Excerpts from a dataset

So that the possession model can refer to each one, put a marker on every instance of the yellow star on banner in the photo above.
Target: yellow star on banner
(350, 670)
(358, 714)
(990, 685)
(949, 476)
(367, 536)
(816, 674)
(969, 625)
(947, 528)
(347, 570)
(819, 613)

● Description of the task
Return the data exactly. Include every record.

● Completed task
So that the possession model can refer to each one, put a marker on every instance of the yellow star on banner in the photo above.
Target: yellow star on banner
(350, 670)
(358, 714)
(990, 685)
(949, 476)
(367, 536)
(816, 674)
(969, 625)
(947, 528)
(347, 570)
(819, 613)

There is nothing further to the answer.